EXERCISE DATA
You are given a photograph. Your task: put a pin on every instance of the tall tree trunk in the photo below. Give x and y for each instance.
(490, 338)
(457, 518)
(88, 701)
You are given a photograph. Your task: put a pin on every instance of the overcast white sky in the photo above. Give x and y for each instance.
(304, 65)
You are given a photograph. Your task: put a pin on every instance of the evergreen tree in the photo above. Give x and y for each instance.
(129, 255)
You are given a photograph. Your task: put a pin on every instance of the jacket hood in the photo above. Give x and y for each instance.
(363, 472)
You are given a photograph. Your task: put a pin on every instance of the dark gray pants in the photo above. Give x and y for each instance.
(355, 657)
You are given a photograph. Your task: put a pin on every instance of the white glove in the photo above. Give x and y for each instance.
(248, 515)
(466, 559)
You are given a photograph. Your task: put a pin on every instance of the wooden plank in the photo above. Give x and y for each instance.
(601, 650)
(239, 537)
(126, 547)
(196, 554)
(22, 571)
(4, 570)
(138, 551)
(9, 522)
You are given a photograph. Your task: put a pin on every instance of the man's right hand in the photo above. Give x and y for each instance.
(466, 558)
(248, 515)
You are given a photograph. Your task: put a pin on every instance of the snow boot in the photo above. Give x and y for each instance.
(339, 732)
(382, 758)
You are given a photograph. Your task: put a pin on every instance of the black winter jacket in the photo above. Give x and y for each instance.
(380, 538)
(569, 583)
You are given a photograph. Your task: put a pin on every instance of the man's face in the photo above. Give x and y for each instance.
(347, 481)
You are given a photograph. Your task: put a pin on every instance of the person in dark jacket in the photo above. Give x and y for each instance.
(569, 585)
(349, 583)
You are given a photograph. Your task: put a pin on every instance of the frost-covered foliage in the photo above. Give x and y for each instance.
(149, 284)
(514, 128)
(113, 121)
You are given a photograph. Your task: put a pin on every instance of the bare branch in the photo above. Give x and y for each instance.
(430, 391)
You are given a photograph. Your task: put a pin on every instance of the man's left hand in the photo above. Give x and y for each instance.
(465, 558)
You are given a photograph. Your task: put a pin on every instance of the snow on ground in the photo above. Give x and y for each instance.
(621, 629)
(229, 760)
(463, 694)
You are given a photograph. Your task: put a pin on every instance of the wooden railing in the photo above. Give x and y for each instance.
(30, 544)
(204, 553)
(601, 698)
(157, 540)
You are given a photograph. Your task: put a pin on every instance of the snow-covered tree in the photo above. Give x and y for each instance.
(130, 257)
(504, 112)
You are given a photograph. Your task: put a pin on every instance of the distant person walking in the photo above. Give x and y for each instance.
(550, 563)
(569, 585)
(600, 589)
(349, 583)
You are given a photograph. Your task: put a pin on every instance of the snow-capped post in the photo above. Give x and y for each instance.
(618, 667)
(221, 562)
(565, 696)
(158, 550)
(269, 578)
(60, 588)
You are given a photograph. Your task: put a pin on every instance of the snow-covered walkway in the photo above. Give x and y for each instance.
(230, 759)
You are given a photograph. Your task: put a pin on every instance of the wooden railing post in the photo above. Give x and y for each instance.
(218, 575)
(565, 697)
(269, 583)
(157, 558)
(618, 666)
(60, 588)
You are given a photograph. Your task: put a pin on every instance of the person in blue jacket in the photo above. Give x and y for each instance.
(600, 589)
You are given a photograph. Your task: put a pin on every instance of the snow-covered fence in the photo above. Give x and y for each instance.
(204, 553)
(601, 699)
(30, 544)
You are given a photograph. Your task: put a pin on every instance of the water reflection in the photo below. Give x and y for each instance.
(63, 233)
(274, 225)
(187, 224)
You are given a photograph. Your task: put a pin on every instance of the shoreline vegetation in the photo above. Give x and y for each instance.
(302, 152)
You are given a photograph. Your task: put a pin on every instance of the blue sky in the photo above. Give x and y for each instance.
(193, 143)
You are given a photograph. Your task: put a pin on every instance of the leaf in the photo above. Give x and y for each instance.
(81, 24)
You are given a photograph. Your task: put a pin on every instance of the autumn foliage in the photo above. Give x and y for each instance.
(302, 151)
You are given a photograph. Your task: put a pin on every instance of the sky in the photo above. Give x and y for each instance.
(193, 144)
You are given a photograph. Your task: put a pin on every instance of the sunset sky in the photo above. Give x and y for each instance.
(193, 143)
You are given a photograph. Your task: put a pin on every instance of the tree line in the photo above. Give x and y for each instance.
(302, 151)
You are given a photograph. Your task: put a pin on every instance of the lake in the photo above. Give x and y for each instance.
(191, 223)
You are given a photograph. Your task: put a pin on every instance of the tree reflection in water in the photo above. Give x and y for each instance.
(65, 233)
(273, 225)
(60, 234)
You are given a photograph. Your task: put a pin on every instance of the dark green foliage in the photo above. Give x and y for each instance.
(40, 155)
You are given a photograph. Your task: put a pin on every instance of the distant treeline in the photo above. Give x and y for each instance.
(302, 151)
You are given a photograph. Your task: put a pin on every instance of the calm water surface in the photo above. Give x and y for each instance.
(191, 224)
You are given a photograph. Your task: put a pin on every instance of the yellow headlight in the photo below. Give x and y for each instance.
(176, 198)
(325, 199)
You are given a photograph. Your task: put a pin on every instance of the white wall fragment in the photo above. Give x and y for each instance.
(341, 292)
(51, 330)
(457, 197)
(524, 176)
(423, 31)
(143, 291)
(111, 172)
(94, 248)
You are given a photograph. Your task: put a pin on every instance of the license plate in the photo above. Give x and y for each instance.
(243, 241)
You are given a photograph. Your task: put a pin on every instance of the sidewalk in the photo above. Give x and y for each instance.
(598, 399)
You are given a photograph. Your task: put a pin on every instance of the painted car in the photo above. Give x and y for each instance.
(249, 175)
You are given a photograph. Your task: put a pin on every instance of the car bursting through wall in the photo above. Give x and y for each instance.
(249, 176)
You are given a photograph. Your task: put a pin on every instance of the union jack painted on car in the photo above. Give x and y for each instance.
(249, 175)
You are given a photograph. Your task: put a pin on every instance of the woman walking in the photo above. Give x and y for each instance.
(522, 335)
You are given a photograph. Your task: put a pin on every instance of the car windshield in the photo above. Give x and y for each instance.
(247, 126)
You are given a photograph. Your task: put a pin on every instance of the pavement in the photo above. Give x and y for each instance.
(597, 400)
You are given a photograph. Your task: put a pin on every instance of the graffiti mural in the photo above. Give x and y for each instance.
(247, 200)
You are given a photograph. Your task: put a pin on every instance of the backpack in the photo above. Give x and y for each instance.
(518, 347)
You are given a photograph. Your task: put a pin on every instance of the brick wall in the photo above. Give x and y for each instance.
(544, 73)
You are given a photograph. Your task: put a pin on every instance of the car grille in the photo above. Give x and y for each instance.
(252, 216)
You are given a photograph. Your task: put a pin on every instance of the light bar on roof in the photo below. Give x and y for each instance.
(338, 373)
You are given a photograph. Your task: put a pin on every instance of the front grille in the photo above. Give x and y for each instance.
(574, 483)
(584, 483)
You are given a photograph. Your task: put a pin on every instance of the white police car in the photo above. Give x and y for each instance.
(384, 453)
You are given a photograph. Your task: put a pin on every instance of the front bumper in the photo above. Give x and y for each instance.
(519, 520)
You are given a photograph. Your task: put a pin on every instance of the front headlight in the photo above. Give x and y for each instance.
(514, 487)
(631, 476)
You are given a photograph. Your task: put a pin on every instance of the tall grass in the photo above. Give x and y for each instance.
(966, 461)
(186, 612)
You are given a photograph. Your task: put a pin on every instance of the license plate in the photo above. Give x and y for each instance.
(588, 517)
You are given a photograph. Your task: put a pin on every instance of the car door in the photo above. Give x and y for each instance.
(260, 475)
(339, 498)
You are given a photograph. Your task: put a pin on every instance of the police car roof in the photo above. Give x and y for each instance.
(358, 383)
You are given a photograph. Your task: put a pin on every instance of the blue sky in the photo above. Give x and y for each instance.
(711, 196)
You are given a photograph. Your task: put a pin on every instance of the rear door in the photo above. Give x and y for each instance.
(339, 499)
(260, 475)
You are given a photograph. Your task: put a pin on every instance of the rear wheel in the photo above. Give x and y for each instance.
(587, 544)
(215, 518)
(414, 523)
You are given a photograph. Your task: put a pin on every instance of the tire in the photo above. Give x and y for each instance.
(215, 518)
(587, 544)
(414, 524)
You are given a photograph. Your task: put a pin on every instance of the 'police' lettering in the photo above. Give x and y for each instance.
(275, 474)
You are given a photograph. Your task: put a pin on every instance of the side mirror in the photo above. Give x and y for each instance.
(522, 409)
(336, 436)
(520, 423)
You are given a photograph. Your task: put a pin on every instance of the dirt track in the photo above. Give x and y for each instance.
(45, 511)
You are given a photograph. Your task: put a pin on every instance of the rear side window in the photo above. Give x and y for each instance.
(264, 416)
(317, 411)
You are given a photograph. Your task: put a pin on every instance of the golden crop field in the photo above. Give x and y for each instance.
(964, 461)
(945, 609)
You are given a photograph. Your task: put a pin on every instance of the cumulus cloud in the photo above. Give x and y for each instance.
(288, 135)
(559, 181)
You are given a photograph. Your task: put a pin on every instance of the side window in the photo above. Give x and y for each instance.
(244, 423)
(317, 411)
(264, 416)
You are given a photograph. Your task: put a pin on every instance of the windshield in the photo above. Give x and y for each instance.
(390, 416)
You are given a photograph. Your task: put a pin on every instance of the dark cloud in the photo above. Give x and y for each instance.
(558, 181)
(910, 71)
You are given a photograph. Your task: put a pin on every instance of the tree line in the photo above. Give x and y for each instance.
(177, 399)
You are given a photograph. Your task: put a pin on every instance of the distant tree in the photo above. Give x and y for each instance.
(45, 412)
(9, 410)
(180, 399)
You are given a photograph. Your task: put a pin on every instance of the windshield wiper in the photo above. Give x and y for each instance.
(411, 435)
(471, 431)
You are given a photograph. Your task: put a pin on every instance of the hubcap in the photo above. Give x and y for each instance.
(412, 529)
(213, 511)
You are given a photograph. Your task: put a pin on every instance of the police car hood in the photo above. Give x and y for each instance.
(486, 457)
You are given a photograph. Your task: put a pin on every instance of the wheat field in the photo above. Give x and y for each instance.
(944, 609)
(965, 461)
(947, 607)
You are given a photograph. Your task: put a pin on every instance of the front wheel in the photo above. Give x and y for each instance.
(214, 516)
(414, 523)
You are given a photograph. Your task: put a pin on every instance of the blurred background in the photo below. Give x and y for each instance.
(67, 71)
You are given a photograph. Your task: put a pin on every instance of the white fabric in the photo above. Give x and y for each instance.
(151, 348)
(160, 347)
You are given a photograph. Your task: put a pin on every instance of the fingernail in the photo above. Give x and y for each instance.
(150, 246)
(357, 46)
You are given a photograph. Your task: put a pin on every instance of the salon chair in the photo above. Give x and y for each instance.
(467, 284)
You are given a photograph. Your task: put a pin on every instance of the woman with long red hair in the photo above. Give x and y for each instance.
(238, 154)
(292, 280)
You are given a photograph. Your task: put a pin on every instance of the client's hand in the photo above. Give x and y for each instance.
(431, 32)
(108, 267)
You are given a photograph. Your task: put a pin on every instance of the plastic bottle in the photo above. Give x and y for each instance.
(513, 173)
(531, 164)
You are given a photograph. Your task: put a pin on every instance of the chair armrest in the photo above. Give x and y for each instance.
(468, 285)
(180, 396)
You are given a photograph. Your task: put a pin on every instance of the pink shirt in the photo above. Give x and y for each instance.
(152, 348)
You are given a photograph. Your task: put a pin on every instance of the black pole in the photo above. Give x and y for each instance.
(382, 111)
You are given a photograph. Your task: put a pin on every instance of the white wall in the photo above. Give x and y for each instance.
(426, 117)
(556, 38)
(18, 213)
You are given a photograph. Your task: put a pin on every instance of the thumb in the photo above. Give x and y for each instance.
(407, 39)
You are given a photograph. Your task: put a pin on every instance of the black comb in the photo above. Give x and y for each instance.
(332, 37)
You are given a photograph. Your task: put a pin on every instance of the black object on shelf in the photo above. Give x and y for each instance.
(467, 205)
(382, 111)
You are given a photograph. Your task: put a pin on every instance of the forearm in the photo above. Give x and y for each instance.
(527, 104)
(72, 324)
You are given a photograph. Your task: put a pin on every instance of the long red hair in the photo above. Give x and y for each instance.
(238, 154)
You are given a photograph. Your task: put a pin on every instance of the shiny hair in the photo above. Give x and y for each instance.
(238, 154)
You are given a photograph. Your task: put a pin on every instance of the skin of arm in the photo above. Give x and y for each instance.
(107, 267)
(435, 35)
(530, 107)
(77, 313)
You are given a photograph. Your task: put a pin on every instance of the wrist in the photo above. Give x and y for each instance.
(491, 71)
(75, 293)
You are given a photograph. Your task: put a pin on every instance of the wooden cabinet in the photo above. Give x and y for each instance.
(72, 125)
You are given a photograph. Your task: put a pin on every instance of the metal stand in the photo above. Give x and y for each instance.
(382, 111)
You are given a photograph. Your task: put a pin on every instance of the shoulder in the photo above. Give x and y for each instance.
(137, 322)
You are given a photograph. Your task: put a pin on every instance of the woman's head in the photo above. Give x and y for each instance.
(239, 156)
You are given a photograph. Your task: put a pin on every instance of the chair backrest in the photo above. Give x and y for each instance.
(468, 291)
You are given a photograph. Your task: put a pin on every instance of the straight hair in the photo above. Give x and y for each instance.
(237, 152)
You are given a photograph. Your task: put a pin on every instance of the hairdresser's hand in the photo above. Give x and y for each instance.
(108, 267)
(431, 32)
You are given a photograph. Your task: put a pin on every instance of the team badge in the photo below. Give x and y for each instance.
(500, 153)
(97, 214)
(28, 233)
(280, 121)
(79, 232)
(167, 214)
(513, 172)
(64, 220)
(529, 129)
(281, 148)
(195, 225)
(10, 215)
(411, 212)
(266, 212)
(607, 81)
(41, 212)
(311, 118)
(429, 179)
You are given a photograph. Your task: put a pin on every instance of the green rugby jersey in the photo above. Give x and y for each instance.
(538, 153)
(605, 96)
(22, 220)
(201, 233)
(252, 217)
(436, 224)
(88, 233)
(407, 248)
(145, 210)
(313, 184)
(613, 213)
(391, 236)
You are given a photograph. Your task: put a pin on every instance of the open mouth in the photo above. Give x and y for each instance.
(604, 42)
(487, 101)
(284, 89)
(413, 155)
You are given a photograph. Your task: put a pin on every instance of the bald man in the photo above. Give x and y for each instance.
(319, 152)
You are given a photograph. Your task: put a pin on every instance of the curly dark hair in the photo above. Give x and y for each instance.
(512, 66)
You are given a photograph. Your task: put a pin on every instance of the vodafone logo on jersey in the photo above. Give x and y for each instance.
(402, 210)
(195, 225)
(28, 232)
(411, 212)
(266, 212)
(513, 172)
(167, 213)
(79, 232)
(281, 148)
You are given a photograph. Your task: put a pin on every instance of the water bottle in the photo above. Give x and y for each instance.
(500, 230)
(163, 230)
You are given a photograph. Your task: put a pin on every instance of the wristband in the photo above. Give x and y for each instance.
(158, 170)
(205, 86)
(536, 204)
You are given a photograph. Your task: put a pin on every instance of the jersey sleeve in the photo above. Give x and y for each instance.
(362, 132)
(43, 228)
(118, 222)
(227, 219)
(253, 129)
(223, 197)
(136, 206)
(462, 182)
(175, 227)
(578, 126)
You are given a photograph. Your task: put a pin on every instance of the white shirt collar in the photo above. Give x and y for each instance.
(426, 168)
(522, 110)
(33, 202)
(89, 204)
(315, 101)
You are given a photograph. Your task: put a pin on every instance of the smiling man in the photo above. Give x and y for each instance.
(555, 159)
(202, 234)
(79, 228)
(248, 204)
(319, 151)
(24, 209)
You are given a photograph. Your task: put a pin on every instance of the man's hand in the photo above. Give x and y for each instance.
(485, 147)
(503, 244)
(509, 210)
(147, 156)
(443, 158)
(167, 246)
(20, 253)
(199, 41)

TO DO
Return, exactly as written, the "the man's hand" line and each line after it through the end of the listing above.

TASK OUTPUT
You are given a photograph. Your task: put a pin on every instance of the man's hand in the photo above. Give x and y for each instance.
(485, 147)
(503, 244)
(509, 210)
(147, 156)
(443, 158)
(167, 246)
(20, 253)
(199, 41)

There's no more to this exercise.